start

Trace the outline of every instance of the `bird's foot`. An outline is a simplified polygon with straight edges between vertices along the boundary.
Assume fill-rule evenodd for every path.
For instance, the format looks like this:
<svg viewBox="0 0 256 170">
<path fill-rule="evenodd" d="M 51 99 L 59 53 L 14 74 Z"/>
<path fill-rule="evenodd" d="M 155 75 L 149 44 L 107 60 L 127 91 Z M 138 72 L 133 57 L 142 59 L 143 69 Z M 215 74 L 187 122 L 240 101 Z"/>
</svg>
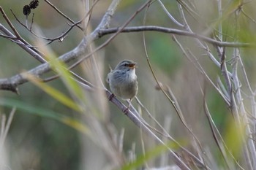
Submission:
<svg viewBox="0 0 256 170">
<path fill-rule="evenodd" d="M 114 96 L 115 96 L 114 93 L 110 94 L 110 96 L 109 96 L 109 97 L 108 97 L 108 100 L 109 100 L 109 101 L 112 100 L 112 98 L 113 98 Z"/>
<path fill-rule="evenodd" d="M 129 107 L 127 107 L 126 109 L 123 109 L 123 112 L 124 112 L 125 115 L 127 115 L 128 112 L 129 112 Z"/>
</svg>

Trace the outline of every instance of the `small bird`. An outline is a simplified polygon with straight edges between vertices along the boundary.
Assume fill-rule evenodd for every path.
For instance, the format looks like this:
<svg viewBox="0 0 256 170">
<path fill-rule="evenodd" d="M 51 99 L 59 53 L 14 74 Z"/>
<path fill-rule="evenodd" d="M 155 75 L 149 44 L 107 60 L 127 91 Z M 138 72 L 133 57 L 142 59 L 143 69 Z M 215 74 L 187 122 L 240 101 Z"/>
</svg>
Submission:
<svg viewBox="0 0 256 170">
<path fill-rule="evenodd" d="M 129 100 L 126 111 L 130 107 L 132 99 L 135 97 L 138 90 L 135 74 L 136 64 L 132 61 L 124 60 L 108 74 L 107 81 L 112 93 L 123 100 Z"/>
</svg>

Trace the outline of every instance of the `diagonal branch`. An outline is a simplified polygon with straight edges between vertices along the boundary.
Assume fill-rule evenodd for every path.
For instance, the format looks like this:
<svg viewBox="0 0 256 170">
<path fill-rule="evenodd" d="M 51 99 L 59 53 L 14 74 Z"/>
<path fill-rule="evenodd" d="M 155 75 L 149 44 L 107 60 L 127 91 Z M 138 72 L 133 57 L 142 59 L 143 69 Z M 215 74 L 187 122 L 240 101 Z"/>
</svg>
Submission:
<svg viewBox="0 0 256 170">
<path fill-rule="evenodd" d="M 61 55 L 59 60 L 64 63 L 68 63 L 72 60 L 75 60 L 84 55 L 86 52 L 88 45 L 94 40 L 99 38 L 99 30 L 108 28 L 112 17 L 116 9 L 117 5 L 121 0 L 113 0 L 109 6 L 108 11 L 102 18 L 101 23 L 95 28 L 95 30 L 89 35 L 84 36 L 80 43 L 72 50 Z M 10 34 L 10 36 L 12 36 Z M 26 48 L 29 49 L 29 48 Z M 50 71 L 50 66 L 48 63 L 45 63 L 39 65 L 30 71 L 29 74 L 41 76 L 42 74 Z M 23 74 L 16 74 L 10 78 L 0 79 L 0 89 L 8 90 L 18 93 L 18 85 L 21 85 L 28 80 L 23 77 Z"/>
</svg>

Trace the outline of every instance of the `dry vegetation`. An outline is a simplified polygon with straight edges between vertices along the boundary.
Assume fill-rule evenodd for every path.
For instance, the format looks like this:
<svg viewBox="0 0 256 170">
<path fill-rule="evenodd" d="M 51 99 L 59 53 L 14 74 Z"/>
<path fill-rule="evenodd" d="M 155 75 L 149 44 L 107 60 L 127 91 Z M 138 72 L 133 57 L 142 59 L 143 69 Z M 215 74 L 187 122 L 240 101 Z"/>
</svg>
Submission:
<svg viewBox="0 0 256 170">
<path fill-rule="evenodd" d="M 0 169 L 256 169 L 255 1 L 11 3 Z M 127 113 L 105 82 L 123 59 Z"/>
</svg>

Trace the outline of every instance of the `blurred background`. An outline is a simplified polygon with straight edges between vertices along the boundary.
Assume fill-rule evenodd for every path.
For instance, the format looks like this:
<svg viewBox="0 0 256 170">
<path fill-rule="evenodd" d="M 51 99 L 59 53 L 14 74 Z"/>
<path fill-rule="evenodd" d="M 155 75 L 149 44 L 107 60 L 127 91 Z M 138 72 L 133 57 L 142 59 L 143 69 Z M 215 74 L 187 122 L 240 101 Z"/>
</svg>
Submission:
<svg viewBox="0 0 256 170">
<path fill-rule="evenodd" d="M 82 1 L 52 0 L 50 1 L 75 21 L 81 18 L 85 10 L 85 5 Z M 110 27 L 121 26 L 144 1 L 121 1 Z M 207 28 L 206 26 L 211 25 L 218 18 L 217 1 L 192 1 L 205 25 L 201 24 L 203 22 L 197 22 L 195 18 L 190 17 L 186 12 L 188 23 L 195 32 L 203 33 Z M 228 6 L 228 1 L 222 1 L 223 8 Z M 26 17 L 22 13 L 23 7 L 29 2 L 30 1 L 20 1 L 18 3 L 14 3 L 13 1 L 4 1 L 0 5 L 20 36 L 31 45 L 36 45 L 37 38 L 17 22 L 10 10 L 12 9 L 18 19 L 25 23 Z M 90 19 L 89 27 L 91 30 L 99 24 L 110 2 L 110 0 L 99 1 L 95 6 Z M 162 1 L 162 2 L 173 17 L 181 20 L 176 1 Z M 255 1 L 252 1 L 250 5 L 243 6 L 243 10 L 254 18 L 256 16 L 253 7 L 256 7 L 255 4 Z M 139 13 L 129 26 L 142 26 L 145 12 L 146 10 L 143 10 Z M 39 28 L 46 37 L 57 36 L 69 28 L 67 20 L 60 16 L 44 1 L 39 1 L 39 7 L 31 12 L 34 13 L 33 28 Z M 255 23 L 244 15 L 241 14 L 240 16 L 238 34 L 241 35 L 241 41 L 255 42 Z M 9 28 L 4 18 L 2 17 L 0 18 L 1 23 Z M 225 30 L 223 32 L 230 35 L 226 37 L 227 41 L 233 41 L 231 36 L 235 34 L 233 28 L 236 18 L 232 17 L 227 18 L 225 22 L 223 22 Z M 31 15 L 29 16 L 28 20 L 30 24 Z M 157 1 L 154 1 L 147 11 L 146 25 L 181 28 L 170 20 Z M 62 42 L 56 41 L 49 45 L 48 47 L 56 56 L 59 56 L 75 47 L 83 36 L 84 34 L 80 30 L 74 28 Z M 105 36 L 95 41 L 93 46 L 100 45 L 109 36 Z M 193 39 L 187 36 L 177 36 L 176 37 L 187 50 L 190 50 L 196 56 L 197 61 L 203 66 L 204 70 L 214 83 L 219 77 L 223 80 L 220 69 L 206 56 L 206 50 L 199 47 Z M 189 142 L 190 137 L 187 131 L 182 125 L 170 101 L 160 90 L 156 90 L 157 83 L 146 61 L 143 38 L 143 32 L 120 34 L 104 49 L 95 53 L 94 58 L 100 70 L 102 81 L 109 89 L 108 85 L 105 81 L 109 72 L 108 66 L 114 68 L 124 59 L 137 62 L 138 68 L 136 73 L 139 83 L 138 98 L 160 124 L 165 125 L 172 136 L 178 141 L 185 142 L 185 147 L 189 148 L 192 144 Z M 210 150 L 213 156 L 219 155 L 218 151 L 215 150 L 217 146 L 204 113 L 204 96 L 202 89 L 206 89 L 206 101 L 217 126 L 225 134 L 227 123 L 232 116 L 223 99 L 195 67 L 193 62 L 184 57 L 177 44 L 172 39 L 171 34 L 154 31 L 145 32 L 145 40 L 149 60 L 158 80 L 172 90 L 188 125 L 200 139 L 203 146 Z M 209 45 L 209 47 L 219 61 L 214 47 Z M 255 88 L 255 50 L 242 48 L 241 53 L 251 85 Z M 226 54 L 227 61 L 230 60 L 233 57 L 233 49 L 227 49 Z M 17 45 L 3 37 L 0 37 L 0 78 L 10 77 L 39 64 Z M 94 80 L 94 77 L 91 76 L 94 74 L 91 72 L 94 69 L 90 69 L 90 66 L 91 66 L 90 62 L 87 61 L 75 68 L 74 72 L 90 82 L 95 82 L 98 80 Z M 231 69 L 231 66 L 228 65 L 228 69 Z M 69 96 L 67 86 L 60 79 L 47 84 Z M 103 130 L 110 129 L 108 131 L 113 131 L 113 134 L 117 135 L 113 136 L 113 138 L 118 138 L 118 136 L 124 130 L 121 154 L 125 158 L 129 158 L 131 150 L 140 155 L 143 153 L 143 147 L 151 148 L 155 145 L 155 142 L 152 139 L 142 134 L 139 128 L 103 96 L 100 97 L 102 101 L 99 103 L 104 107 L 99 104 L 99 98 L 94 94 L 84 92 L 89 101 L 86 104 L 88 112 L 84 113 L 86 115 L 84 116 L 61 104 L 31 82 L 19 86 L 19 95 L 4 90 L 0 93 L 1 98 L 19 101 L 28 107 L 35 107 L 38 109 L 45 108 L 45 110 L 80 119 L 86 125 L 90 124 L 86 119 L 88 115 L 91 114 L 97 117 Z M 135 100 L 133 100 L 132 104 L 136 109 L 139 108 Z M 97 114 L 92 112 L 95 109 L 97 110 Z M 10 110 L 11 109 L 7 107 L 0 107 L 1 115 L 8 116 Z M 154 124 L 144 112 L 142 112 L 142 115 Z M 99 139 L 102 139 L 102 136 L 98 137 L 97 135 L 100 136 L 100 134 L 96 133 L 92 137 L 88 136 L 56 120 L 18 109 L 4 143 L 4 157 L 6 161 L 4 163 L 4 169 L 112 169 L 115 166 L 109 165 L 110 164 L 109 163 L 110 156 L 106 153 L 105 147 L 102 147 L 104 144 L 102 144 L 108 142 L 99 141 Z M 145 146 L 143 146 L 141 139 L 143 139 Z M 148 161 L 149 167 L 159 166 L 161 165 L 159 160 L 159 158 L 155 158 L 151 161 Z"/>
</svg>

end

*WHAT IS BEING ASKED*
Which of the lines above contain the word "between"? Collect all of them in full, treating uppercase and lowercase as different.

*SOLUTION*
Trace the outline of every instance of the `bird's foot`. An outline is a simplified polygon with straight edges between vertices along the boundary.
Trace the outline of every instance of the `small bird`. An outline is a simplified polygon with straight edges between vertices along the boundary.
Trace the outline of every instance of the `diagonal branch`. An outline is a simplified polygon with straight edges between vertices along the boundary.
Trace the outline of every instance of the `dry vegetation`. An outline is a simplified polygon with straight edges between vertices along the boundary.
Trace the outline of every instance of the `blurred background`. An outline is a simplified polygon with straight edges between vertices along the boundary.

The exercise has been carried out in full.